*Problem statement*:
Copy the records below word for word, with every line unchanged and in the same order.

*Data section*:
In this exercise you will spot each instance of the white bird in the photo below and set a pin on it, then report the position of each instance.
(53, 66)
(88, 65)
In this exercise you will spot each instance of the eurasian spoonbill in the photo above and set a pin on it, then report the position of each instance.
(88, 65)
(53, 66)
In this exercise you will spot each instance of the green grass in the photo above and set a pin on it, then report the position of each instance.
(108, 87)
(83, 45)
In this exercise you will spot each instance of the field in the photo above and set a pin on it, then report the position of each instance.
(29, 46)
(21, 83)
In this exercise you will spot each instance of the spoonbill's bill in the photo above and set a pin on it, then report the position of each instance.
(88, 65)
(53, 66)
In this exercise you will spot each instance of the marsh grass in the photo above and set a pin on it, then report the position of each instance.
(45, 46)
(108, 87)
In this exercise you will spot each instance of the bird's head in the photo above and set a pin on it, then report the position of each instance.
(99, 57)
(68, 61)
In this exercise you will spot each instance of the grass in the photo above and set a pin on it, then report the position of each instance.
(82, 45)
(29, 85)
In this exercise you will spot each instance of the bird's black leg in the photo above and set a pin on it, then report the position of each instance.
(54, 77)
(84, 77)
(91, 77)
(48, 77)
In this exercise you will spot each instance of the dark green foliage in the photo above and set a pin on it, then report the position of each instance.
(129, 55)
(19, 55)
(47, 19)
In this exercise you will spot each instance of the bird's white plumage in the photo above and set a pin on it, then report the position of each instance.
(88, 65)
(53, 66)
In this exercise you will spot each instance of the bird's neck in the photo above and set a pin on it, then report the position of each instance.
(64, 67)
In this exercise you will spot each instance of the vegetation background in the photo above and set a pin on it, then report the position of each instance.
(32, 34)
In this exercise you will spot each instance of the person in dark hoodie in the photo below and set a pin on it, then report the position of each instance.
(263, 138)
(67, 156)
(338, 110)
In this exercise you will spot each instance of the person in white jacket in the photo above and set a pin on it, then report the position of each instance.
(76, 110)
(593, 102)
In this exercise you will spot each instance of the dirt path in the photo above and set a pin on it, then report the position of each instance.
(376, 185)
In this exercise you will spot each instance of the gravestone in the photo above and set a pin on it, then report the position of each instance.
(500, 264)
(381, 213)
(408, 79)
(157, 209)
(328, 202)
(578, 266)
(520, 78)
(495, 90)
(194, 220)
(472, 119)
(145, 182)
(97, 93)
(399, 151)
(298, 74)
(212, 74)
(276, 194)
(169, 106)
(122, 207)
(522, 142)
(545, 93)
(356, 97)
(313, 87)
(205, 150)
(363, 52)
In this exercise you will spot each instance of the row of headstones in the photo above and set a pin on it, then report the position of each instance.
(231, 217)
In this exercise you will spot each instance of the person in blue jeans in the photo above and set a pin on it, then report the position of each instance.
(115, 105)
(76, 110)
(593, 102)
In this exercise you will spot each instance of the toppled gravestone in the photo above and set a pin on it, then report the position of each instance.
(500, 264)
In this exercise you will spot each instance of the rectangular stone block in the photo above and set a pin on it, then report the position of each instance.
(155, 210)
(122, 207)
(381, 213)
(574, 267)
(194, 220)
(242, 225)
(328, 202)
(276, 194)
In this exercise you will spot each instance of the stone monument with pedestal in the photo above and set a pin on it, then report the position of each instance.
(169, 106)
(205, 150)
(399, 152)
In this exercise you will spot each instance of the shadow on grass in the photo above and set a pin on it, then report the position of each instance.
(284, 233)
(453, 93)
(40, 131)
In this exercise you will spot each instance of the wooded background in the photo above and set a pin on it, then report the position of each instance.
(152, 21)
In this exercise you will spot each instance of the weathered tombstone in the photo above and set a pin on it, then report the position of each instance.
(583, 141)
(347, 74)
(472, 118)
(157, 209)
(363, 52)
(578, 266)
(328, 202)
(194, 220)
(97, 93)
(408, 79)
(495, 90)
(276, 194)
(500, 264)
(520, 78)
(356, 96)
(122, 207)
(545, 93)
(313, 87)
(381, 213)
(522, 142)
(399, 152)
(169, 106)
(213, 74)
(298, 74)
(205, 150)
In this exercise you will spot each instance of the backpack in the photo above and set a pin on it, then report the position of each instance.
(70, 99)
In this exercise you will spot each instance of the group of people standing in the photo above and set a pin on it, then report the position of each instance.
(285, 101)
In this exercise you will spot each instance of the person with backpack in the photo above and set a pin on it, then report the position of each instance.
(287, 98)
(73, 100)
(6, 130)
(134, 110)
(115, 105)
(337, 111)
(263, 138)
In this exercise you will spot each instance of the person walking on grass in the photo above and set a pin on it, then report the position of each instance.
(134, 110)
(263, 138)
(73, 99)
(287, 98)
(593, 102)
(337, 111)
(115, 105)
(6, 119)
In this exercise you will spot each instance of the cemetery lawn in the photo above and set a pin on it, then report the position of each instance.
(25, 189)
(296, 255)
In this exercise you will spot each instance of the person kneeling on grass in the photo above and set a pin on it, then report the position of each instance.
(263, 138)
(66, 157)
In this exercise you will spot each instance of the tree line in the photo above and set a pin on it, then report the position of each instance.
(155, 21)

*Answer in full*:
In this exercise you will spot each instance of the white bird in the photo below and set a pin on it, then report the position of each instance.
(53, 66)
(88, 65)
In this exercise you will spot each instance of the eurasian spoonbill in the photo above and set a pin on it, then report the position of each instance.
(88, 65)
(53, 66)
In this exercise you will spot each instance of the green grass in the photo above and set a pin on it, then report the position of each instance.
(108, 87)
(83, 45)
In this exercise you will spot each instance of the field in the photo above and set a pin on it, then report the position of each instance.
(29, 46)
(21, 83)
In this exercise you will spot each instance of the spoonbill's bill in the photo above and set a pin on it, then report the position of each instance.
(88, 65)
(53, 66)
In this exercise you will spot each instance of the marsh grass in the photo above and set a pin on it, then report the position of each instance.
(45, 46)
(108, 87)
In this exercise you will spot each instance of the bird's head in the photo above and set a pin on it, then report the position of each instance.
(99, 57)
(68, 61)
In this exercise you will spot each instance of the grass in the photo above and set a pin on it, then report the position of each instance.
(82, 45)
(29, 85)
In this exercise you will spot each instance of the bird's black leg in the photo above and set a pin on it, then report the position of each instance.
(54, 77)
(84, 77)
(91, 77)
(48, 77)
In this exercise you will spot each instance of the dark green foliage in the photo above and set a pin on it, then report the position of each instance.
(129, 55)
(19, 55)
(47, 19)
In this exercise you will spot each instance of the bird's white plumage in the photo above and set a pin on it, then report the position of each instance.
(88, 65)
(53, 66)
In this exercise you will spot each instance of the bird's neck in the photo above and set a pin on it, then report the position of each instance.
(64, 67)
In this exercise you will spot each instance of the vegetation background in the photo above and set a pin on it, then report the position of each instance.
(32, 34)
In this exercise you will spot each instance of the person in dark hoodie in the photo below and set a pin on it, then report the position of each instance.
(263, 138)
(67, 156)
(338, 110)
In this exercise you will spot each instance of the person in white jacket in the photo above and set a pin on it, then report the position of each instance.
(76, 110)
(593, 102)
In this exercise you will spot each instance of the dirt path in the photo above and set a pin on it, then report the position of each instance.
(376, 185)
In this exercise you will spot each instance of the gravestone in the photo above and set a pin on it, then report the position of each instance.
(500, 264)
(381, 213)
(408, 79)
(157, 209)
(328, 202)
(578, 266)
(520, 78)
(495, 90)
(194, 220)
(472, 119)
(145, 182)
(97, 93)
(399, 151)
(298, 74)
(212, 74)
(276, 194)
(169, 106)
(122, 207)
(522, 142)
(545, 93)
(356, 97)
(313, 87)
(205, 150)
(363, 52)
In this exercise you will spot each instance of the row of headstones in the photo above and set a pin on it, then report the position of each instance.
(231, 217)
In this exercise you will spot each instance of the person in blue jeans in the photo above and set a pin on it, then report the position of each instance.
(115, 105)
(76, 110)
(593, 102)
In this exercise you will spot each instance of the toppled gravestone in the photo above and set a pin on it, then report the position of each instance.
(500, 264)
In this exercise you will spot each instance of the rectangular stone block in the photo above and set a pin on it, then report the position of each instance.
(155, 210)
(122, 207)
(381, 213)
(574, 267)
(194, 220)
(242, 225)
(328, 202)
(276, 194)
In this exercise you will spot each instance of the stone monument with pedestal in the photo above and set a pin on it, then report the position of each instance.
(169, 106)
(205, 150)
(399, 152)
In this exercise you will spot each instance of the shadow on grass in the photo above and set a pin on it, then report the position of each instance.
(284, 233)
(453, 93)
(40, 131)
In this exercise you will spot each instance of the wooded background in the photo above and set a pin on it, then report the position of each instance.
(152, 21)
In this exercise you will spot each instance of the weathered tombstone in the photo above and set a pin on it, then report the position of each instance.
(583, 141)
(347, 74)
(472, 118)
(157, 209)
(363, 52)
(578, 266)
(328, 202)
(194, 220)
(97, 93)
(408, 79)
(495, 90)
(276, 194)
(500, 264)
(520, 78)
(356, 96)
(122, 207)
(545, 93)
(313, 87)
(381, 213)
(522, 142)
(399, 152)
(169, 106)
(213, 74)
(298, 74)
(205, 150)
In this exercise you will spot each instance of the backpack in the photo above and set a pin on it, then report the position of each instance.
(70, 99)
In this exercise you will spot each instance of the group of people standing in the photo above and set a pin on it, then report the position of each instance.
(285, 101)
In this exercise you will spot each instance of the person with backpack in the photo above and set a pin on it, then report the position of each instance.
(287, 98)
(73, 100)
(6, 130)
(134, 110)
(115, 105)
(337, 111)
(263, 138)
In this exercise you will spot each instance of the person walking on grass in the photo above and set a pin on it, then report the position of each instance.
(134, 110)
(263, 138)
(73, 99)
(287, 98)
(593, 102)
(337, 111)
(115, 105)
(6, 119)
In this exercise you will spot each instance of the cemetery lawn in the photo above and set a pin on it, then report the position of each instance.
(25, 189)
(296, 255)
In this exercise you will spot each instance of the person kneeling on grass in the photo above and set a pin on it, then report the position of each instance.
(263, 138)
(66, 157)
In this exercise you will spot each instance of the tree line in the photo above and set a pin on it, then report the position of each instance.
(155, 21)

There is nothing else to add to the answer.